(A run of records)

* * *

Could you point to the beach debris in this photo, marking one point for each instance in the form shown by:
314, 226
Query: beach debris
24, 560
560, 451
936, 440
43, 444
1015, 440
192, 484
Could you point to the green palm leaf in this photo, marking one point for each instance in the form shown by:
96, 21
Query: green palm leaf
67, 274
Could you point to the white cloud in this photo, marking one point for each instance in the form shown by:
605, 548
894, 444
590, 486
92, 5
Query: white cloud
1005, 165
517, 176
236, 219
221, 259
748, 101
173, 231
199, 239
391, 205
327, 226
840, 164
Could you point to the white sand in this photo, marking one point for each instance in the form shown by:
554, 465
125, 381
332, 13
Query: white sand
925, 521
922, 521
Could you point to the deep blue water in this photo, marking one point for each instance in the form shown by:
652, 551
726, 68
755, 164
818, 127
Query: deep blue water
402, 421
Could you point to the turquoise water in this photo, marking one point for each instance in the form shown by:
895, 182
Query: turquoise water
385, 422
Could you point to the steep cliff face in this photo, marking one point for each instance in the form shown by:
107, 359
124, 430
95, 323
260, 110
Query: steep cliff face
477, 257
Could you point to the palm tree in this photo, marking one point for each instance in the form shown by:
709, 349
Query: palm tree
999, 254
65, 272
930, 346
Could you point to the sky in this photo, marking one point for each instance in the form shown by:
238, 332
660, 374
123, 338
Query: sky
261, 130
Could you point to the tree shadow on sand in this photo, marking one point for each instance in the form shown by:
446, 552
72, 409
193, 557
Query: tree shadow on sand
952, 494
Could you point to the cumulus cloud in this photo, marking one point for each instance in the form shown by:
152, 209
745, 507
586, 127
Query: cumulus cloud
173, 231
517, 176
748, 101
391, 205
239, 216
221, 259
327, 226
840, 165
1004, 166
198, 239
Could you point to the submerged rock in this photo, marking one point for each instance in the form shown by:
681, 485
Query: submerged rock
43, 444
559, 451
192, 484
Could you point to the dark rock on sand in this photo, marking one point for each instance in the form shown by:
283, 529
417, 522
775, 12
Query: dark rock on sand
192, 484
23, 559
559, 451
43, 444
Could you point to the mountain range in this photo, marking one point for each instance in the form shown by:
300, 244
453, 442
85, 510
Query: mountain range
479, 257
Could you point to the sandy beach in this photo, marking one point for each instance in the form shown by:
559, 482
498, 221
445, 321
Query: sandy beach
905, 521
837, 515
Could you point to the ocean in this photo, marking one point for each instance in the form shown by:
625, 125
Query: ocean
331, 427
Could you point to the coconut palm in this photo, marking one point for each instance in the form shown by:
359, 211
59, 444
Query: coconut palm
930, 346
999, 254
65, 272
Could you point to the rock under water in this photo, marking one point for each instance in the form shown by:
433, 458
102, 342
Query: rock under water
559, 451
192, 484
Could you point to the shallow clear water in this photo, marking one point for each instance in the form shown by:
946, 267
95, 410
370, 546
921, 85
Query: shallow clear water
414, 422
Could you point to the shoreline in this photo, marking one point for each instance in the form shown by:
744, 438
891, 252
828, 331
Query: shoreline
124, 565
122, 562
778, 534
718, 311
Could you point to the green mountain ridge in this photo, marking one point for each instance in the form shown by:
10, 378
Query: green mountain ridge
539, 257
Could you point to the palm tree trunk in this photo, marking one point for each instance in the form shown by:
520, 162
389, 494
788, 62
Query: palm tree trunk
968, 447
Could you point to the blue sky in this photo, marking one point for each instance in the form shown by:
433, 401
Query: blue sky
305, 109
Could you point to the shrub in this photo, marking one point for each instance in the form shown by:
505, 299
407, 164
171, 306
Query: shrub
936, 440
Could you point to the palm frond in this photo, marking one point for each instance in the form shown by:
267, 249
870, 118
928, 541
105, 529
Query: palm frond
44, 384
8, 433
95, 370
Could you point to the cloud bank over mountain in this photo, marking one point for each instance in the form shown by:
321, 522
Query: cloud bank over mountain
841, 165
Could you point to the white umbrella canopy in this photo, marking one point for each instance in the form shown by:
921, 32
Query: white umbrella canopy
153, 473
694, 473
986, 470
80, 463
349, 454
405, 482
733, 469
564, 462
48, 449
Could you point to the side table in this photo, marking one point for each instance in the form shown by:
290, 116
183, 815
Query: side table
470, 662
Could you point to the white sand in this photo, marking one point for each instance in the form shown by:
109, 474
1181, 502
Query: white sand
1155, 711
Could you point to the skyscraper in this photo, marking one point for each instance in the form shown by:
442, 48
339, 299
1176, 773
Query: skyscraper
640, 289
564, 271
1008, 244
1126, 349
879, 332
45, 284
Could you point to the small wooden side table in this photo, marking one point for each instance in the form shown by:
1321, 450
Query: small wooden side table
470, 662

* * *

• Given request:
Update the material above by replacing every instance of "marking one point" with "placing one point", leaving all other text unchanged.

• Reply:
Could you point to the beach debris in this photo, placing one point for each instance in the form shown by:
314, 226
Query: beach debris
24, 560
560, 451
936, 440
43, 444
1015, 440
192, 484
Could you point to the green palm leaf in this photo, placing one point for each instance in the form shown by:
96, 21
Query: green palm leaf
67, 274
Could you point to the white cloud in this photo, placing one point for each instance in the form shown by:
605, 548
894, 444
590, 486
92, 5
Query: white cloud
1005, 165
517, 176
236, 219
221, 259
748, 101
173, 231
199, 239
391, 205
327, 226
840, 164
Could you point to the white sand in this photo, placing one point for each instance in the form shown by:
554, 465
125, 381
332, 13
Query: white sand
925, 521
922, 521
Could you point to the deep blue water in this photo, placing one point for each instance in the form shown by:
652, 551
726, 68
755, 164
818, 127
Query: deep blue water
402, 421
Could you point to the turquoise water in this photo, placing one point for each instance in the form shown by:
895, 182
Query: turquoise water
385, 422
Could you point to the steep cliff face in this photo, placing one point for each instance in the form shown by:
107, 359
124, 430
95, 323
260, 110
Query: steep cliff face
477, 257
Could you point to the palm tree in this photo, placing one point for each instance in the form shown by:
709, 349
Query: palm tree
999, 254
65, 272
930, 346
Could you point to the sky in this photo, placing one point for each instance in the form shown by:
238, 332
660, 374
123, 338
Query: sky
261, 130
Could you point to the tree shadow on sand in this photo, placing one point for each instance in the form shown by:
446, 552
72, 409
193, 557
Query: tree shadow on sand
952, 494
Could you point to the cumulus cloud in this photo, placing one point for each instance in the form shown by:
152, 209
745, 507
586, 127
Query: cumulus cloud
173, 231
517, 176
748, 101
391, 205
239, 216
221, 259
327, 226
840, 165
1004, 166
198, 239
Could you point to the submerged rock in this photo, placing one point for each instance in the form shown by:
681, 485
Query: submerged rock
43, 444
559, 451
192, 484
Could you point to the dark rock on sand in this photo, placing one point for each instance in the form shown by:
283, 529
417, 522
775, 12
Query: dark rock on sand
192, 484
23, 559
559, 451
43, 444
Could you point to the mountain range in this photo, placing one point for each instance in the form shown by:
300, 244
453, 442
85, 510
Query: mountain range
479, 257
Could you point to the sandy beach in this photo, placing one point for each instance in the form shown by:
559, 482
498, 221
445, 321
Query: sandy beach
905, 521
837, 515
Could you point to the ocean in this photo, placing one point for each instance in the form shown by:
625, 125
Query: ocean
331, 427
Could you point to the coconut palm in this photo, placing one point for each instance in the form shown by:
359, 211
59, 444
Query: coconut palm
930, 346
999, 254
65, 272
Could you point to the rock under water in this photo, placing one point for each instance in the form shown by:
433, 458
102, 342
Query: rock under water
559, 451
192, 484
Could you point to the shallow clear water in this photo, placing one point for each instance in the form shown by:
946, 267
95, 410
370, 546
921, 85
Query: shallow clear water
414, 422
Could you point to the shoreline in this photo, placing one point for each instance in the form shown by:
744, 438
891, 252
828, 331
Query: shoreline
124, 565
122, 562
778, 534
718, 311
Could you point to the green mountain ridge in this photo, placing one point for each instance in the form shown by:
10, 378
Query: green mountain ridge
539, 257
Could you point to the palm tree trunk in this photo, placing one point for each instance in the form shown by:
520, 162
389, 494
788, 62
Query: palm tree trunk
968, 447
Could you point to the blue sky in this photo, placing one point for each instance in the form shown by:
433, 401
Query: blue sky
305, 109
Could you point to the shrub in this photo, placing one point for each instance in the form shown by:
505, 299
407, 164
171, 306
Query: shrub
936, 440
Could you point to the palm frond in this photo, placing one point for each instance in the form shown by:
267, 249
870, 118
928, 541
105, 529
Query: palm frond
44, 384
8, 433
95, 370
Could you point to the cloud bank over mountain in this photo, placing one point for each instance in the form shown by:
321, 522
Query: cloud bank over mountain
841, 165
Could you point to the white umbrella canopy in this photo, placing one point for each instance in the form shown by:
921, 32
Query: white umbrella canopy
153, 473
694, 473
986, 470
80, 463
349, 454
405, 482
733, 469
564, 462
48, 449
Could you point to the side table in this photo, placing one point for each instance in the form shown by:
290, 116
183, 815
Query: side table
470, 662
Could you point to the white sand in this photo, placing one point for each instance in the form shown by:
109, 474
1181, 502
Query: white sand
1155, 711
Could you point to the skyscraper in this photo, placing one point for each instance in the form shown by:
442, 48
339, 299
1176, 773
Query: skyscraper
640, 289
564, 271
1008, 244
1126, 349
879, 332
45, 284
Could you point to the small wooden side table in this photo, placing one point for each instance in the form shown by:
1321, 450
Query: small wooden side table
470, 662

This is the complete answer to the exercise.